» Task to complete
In the listing below, starting at the line that contains "For every instance of the green grass-like" and ending at the line that contains "pixel 457 130", rename "black eyeglasses" to "dark spectacles" and write out those lines again with nothing else altered.

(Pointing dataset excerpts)

╭──

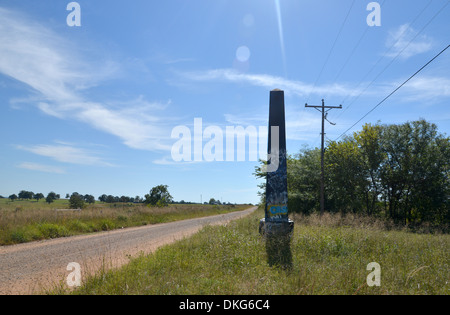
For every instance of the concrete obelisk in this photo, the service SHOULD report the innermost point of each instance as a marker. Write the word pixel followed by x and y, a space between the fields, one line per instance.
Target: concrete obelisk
pixel 276 221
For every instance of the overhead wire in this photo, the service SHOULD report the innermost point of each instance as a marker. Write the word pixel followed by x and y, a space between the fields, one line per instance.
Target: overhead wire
pixel 331 50
pixel 394 91
pixel 395 58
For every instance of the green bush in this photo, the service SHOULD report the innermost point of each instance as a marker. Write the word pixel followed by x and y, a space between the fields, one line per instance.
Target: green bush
pixel 50 230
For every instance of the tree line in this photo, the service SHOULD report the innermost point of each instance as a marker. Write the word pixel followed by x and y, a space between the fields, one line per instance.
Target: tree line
pixel 158 196
pixel 401 172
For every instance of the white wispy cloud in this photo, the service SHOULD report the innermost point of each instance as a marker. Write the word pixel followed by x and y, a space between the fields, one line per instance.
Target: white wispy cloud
pixel 405 42
pixel 36 56
pixel 66 154
pixel 293 87
pixel 41 168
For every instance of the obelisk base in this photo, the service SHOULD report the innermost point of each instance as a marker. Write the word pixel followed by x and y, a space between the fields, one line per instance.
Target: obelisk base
pixel 276 228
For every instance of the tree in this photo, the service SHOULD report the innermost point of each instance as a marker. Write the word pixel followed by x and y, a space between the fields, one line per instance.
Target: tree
pixel 158 196
pixel 76 201
pixel 89 199
pixel 38 196
pixel 26 195
pixel 102 198
pixel 51 197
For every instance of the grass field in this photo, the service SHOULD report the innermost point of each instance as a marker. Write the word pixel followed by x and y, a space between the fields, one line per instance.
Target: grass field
pixel 25 221
pixel 327 255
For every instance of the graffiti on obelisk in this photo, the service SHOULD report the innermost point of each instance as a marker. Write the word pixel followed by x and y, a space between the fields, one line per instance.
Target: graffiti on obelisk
pixel 276 219
pixel 276 185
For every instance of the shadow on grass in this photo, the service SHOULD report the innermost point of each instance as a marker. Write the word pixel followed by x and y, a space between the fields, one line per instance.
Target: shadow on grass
pixel 279 252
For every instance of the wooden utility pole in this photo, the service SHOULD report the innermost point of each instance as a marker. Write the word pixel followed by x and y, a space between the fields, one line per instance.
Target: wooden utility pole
pixel 322 153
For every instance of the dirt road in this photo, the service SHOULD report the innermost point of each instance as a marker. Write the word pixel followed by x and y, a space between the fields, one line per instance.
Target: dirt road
pixel 33 267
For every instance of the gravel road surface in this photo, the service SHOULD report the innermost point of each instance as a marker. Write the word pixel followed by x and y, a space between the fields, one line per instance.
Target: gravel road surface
pixel 31 268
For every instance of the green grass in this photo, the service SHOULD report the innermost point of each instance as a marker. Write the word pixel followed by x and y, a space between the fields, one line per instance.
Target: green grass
pixel 26 221
pixel 327 255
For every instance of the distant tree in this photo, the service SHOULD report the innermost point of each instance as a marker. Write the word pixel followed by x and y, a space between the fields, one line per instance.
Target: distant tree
pixel 51 197
pixel 159 196
pixel 109 199
pixel 38 196
pixel 124 199
pixel 76 201
pixel 26 194
pixel 89 199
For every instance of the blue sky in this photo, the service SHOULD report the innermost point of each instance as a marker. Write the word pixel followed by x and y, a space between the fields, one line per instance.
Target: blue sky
pixel 91 108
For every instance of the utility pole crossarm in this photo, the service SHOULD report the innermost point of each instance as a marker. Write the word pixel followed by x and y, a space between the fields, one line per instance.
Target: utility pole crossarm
pixel 321 108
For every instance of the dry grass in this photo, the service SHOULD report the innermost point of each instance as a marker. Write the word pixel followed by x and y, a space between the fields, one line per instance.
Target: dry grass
pixel 25 221
pixel 327 255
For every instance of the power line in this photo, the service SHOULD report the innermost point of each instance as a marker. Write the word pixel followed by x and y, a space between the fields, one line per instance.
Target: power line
pixel 332 48
pixel 400 86
pixel 395 58
pixel 386 52
pixel 354 49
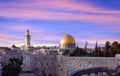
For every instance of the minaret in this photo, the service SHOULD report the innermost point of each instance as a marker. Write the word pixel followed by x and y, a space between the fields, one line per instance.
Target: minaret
pixel 27 39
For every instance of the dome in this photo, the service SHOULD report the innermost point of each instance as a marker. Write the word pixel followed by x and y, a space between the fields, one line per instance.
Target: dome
pixel 67 39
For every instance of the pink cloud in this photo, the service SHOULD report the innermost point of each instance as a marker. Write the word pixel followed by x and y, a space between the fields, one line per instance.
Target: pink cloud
pixel 39 10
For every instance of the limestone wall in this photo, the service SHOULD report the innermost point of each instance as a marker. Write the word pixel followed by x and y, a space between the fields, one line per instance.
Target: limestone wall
pixel 70 64
pixel 56 65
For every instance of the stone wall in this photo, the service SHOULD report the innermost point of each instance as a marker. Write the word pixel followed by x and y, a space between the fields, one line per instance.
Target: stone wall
pixel 67 65
pixel 56 65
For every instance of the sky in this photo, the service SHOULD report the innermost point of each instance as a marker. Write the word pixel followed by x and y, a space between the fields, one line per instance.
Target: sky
pixel 49 20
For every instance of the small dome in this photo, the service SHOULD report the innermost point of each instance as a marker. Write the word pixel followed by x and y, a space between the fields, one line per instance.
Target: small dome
pixel 67 39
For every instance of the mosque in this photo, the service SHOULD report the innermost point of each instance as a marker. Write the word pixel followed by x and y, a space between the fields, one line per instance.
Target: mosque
pixel 67 42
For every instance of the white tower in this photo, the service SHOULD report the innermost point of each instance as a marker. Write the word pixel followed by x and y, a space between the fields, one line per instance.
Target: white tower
pixel 27 39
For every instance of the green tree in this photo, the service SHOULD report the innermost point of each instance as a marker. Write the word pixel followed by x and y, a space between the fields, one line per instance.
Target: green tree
pixel 13 68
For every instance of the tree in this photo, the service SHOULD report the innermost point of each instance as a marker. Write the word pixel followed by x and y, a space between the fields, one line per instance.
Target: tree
pixel 13 68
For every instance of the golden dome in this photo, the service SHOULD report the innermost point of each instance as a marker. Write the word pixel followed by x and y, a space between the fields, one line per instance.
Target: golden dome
pixel 67 39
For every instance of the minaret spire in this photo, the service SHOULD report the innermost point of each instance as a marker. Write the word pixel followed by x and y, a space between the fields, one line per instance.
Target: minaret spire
pixel 27 39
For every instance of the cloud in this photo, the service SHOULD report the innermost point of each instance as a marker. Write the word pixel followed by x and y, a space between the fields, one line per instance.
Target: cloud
pixel 59 10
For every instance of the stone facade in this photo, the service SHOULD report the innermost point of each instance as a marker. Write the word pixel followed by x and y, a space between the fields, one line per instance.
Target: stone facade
pixel 56 65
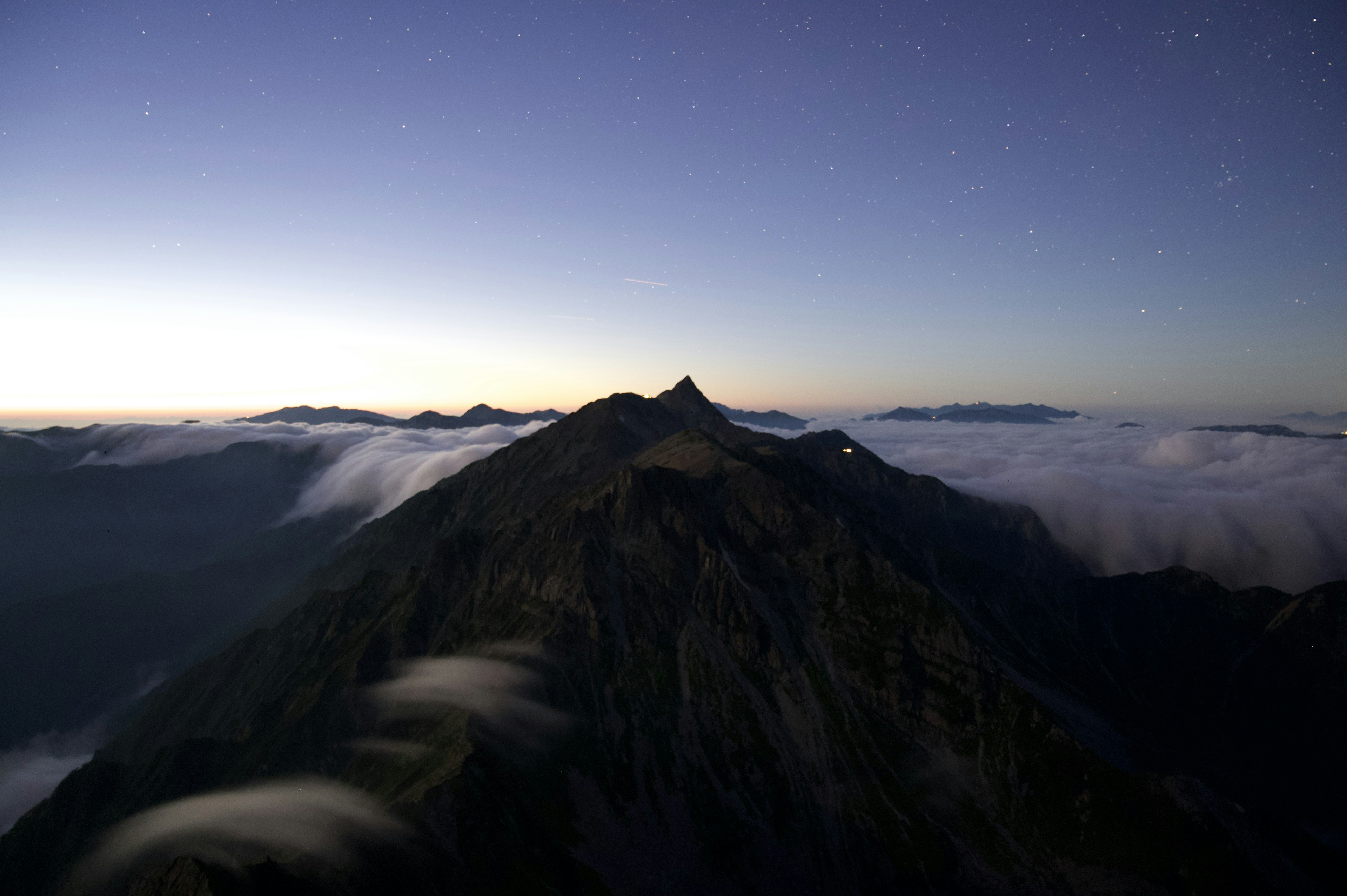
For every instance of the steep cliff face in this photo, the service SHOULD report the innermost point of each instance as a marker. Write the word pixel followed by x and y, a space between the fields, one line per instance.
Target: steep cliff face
pixel 770 688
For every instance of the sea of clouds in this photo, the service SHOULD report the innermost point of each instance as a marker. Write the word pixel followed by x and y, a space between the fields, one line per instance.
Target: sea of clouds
pixel 1248 510
pixel 371 469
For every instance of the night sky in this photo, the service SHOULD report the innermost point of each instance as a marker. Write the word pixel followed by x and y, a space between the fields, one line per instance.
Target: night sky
pixel 803 205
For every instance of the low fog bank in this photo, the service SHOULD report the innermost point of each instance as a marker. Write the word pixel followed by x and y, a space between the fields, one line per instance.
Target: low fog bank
pixel 366 468
pixel 29 774
pixel 1245 508
pixel 382 472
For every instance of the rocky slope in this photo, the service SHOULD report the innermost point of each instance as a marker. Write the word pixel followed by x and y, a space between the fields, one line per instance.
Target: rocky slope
pixel 789 666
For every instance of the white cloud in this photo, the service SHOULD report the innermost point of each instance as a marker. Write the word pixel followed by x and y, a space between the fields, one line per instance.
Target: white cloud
pixel 367 468
pixel 1246 508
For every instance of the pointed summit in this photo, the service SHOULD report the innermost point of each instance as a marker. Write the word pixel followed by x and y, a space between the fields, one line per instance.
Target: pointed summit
pixel 696 409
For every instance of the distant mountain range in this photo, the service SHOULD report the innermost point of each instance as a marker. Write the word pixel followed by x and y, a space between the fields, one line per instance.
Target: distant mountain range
pixel 776 419
pixel 977 413
pixel 477 416
pixel 1310 417
pixel 1268 429
pixel 790 667
pixel 316 416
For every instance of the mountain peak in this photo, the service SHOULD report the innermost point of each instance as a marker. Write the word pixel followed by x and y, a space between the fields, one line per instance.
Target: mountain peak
pixel 696 409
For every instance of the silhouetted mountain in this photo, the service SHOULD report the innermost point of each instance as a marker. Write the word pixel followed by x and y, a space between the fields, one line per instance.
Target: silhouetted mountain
pixel 1310 417
pixel 22 454
pixel 992 416
pixel 71 658
pixel 900 414
pixel 316 416
pixel 977 413
pixel 1039 410
pixel 476 416
pixel 791 669
pixel 68 529
pixel 1268 429
pixel 776 419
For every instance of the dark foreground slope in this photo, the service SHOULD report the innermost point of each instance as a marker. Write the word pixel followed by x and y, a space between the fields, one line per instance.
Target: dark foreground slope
pixel 771 686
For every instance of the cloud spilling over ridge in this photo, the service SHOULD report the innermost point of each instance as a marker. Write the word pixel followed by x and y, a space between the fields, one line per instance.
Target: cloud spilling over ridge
pixel 370 469
pixel 316 818
pixel 30 773
pixel 382 472
pixel 496 692
pixel 1245 508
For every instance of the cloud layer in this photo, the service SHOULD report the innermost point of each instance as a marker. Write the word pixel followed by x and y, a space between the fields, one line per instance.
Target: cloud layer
pixel 371 469
pixel 1245 508
pixel 30 773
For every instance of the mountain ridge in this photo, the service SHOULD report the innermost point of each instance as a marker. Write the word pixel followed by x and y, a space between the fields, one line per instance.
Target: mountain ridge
pixel 780 655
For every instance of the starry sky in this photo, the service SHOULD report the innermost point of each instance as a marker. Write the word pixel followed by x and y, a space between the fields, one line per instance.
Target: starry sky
pixel 805 205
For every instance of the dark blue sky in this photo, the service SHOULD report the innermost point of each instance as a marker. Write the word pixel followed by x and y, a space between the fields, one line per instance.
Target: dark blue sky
pixel 845 205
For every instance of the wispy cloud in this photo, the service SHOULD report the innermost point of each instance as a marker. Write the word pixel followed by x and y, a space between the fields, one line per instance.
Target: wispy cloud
pixel 231 829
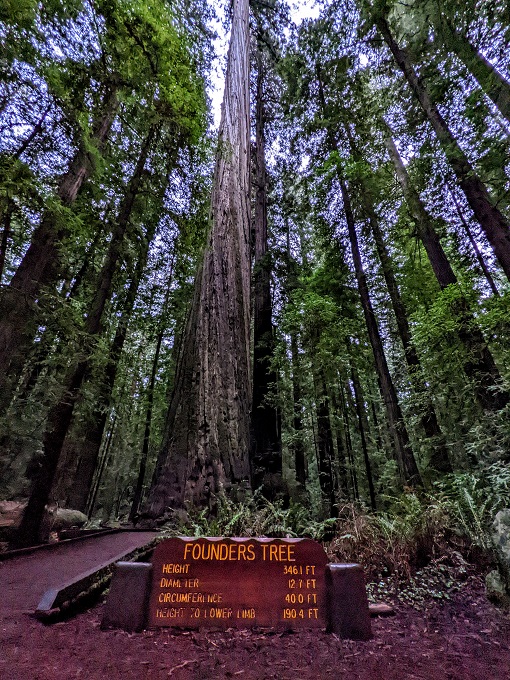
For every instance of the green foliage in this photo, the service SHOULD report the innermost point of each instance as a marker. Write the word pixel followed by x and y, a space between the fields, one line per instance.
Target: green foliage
pixel 473 499
pixel 254 516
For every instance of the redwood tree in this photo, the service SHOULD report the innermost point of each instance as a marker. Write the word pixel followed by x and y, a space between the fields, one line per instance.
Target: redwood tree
pixel 206 444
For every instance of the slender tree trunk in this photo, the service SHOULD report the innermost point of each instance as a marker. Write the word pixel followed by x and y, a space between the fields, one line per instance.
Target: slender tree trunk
pixel 363 428
pixel 40 265
pixel 346 405
pixel 341 447
pixel 405 459
pixel 6 234
pixel 474 244
pixel 479 364
pixel 137 497
pixel 495 86
pixel 60 415
pixel 440 456
pixel 207 437
pixel 297 420
pixel 493 223
pixel 325 450
pixel 266 454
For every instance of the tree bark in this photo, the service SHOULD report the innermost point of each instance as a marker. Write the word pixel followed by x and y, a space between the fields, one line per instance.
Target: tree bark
pixel 266 454
pixel 206 445
pixel 297 419
pixel 495 86
pixel 440 456
pixel 325 450
pixel 363 428
pixel 474 245
pixel 408 469
pixel 60 415
pixel 493 223
pixel 479 364
pixel 40 265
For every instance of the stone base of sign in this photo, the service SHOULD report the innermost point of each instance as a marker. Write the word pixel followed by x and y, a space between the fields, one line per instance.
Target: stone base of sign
pixel 348 615
pixel 240 583
pixel 128 599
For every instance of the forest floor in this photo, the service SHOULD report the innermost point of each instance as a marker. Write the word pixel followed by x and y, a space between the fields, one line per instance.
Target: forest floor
pixel 465 638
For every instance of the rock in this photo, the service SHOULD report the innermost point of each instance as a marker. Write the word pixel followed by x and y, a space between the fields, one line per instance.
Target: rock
pixel 501 534
pixel 380 609
pixel 498 581
pixel 11 513
pixel 63 518
pixel 496 589
pixel 55 519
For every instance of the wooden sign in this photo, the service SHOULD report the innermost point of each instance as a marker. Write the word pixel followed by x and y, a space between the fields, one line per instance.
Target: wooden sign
pixel 237 582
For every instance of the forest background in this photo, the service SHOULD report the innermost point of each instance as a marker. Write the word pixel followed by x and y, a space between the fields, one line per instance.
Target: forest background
pixel 376 395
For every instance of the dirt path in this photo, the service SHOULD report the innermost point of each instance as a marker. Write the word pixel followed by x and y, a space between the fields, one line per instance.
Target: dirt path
pixel 466 639
pixel 24 579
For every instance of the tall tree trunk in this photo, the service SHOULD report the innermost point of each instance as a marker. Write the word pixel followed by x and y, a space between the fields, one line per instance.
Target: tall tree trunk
pixel 363 429
pixel 495 86
pixel 297 446
pixel 440 457
pixel 207 437
pixel 6 234
pixel 60 415
pixel 493 223
pixel 341 447
pixel 40 265
pixel 479 364
pixel 346 406
pixel 325 450
pixel 266 454
pixel 474 244
pixel 405 458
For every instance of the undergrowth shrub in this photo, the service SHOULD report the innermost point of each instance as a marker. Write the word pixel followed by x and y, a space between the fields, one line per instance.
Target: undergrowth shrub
pixel 253 516
pixel 455 517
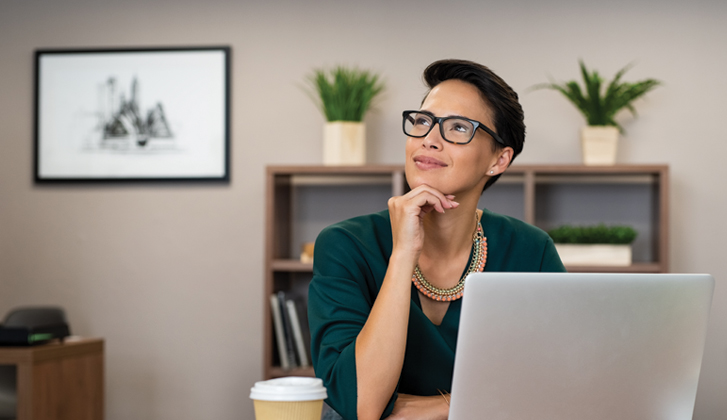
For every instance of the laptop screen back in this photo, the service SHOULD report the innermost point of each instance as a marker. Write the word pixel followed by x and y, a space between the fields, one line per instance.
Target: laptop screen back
pixel 564 346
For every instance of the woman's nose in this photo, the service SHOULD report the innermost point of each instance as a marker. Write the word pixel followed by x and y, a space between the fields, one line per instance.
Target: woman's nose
pixel 433 140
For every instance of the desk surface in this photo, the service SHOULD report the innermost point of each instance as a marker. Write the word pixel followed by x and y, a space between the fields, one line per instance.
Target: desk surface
pixel 72 346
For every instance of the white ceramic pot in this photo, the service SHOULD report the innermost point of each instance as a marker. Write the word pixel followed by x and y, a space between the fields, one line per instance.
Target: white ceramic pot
pixel 594 254
pixel 344 143
pixel 599 145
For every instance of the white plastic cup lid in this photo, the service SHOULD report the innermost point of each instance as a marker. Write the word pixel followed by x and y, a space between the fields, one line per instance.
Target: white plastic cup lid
pixel 290 388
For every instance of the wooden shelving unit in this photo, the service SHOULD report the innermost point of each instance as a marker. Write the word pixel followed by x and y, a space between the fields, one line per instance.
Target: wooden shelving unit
pixel 543 195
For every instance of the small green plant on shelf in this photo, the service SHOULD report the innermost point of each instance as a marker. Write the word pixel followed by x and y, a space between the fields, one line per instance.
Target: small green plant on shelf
pixel 599 234
pixel 599 107
pixel 344 94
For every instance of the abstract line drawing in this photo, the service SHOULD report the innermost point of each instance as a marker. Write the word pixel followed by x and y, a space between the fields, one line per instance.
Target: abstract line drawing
pixel 123 125
pixel 132 114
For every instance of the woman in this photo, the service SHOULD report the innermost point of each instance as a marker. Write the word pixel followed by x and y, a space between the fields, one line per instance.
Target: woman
pixel 384 300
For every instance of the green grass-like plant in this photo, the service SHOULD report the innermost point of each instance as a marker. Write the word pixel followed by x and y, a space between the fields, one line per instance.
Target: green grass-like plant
pixel 599 234
pixel 599 106
pixel 345 94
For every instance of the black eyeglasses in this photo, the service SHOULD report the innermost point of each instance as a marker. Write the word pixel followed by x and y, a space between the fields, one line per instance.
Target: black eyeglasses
pixel 457 130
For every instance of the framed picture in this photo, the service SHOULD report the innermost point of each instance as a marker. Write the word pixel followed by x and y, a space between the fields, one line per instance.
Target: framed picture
pixel 121 115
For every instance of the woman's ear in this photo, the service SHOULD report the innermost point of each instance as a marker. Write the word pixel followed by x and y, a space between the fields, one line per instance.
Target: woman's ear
pixel 504 157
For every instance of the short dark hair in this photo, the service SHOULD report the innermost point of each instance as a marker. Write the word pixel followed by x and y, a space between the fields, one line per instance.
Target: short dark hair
pixel 508 114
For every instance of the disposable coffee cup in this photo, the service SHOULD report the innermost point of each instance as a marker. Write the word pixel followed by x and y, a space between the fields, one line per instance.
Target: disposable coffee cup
pixel 289 398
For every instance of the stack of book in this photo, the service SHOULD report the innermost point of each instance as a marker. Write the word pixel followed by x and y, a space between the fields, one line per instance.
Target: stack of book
pixel 292 336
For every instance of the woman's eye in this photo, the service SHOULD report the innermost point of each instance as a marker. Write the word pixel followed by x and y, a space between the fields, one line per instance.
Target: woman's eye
pixel 422 121
pixel 460 128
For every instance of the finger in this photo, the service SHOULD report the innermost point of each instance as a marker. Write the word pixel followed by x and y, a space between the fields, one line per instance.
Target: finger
pixel 444 201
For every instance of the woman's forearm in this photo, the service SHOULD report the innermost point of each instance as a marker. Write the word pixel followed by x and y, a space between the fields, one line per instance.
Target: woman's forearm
pixel 381 344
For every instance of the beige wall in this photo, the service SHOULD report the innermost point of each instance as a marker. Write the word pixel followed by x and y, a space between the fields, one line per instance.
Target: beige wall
pixel 172 275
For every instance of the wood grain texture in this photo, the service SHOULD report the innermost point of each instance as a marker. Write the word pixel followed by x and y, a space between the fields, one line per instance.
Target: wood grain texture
pixel 59 381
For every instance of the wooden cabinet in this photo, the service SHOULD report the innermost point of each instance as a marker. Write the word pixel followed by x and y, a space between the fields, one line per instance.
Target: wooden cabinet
pixel 58 381
pixel 302 200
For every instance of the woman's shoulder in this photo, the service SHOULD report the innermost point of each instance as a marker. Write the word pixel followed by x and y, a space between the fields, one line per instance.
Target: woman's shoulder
pixel 358 229
pixel 509 226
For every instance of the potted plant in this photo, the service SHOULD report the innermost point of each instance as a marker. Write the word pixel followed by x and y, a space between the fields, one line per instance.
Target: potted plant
pixel 344 95
pixel 600 137
pixel 598 245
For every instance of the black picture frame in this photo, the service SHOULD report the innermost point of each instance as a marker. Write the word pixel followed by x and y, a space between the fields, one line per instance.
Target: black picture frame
pixel 132 115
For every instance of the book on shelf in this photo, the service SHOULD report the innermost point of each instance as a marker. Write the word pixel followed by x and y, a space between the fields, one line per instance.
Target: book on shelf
pixel 288 329
pixel 300 346
pixel 279 331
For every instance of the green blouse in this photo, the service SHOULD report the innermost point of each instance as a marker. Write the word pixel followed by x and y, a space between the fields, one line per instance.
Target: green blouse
pixel 350 261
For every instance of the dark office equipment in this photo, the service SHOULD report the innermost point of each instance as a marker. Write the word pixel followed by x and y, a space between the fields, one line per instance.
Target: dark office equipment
pixel 35 325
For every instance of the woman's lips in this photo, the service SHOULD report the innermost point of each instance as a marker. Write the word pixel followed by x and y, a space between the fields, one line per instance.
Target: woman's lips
pixel 425 162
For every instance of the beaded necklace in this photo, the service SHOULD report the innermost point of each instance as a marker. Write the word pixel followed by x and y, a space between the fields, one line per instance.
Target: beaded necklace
pixel 479 258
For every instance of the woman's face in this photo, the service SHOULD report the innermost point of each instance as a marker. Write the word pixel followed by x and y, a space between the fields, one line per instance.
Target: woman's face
pixel 455 168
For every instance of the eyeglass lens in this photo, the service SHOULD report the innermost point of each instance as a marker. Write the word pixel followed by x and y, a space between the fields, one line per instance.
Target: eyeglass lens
pixel 455 130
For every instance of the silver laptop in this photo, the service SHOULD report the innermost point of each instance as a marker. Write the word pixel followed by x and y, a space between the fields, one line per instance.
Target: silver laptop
pixel 564 346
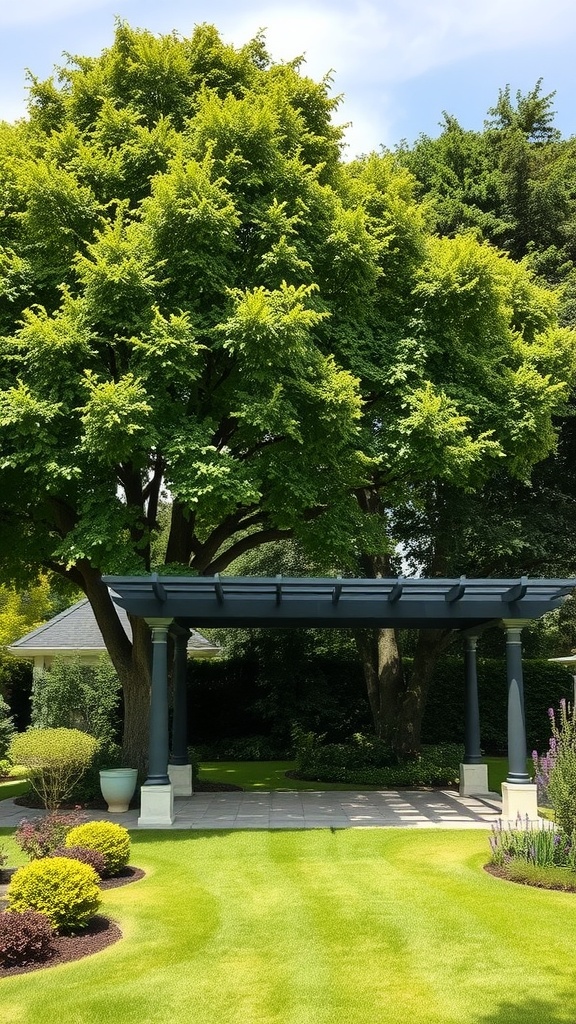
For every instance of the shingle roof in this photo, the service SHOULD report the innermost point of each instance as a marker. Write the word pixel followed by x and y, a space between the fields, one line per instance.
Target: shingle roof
pixel 77 630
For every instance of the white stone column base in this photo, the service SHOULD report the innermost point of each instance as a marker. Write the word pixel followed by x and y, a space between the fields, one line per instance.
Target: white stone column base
pixel 519 800
pixel 474 780
pixel 180 777
pixel 157 807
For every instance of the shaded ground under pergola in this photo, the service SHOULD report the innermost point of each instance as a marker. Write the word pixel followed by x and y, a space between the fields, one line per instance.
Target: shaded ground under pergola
pixel 173 605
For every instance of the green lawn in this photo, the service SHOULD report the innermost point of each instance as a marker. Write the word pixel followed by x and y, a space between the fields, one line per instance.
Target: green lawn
pixel 351 927
pixel 263 775
pixel 271 775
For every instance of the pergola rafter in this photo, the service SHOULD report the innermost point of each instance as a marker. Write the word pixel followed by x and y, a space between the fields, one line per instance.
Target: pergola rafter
pixel 175 604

╰──

» The solution
For every instance of the green grass-like plant in this photo, the service SHOULD report the innermost point of each instance as a marker. Write the word pixel followed by x and y, a space between the fields, one line per instance.
Target: green grass-like plant
pixel 599 234
pixel 599 106
pixel 345 94
For every instance of the dark spectacles in this photo, the service SHOULD report the innermost point of each instance as a marker. Write the word pixel followed by x and y, a space between the fields, one line per instance.
Target: dark spectacles
pixel 457 130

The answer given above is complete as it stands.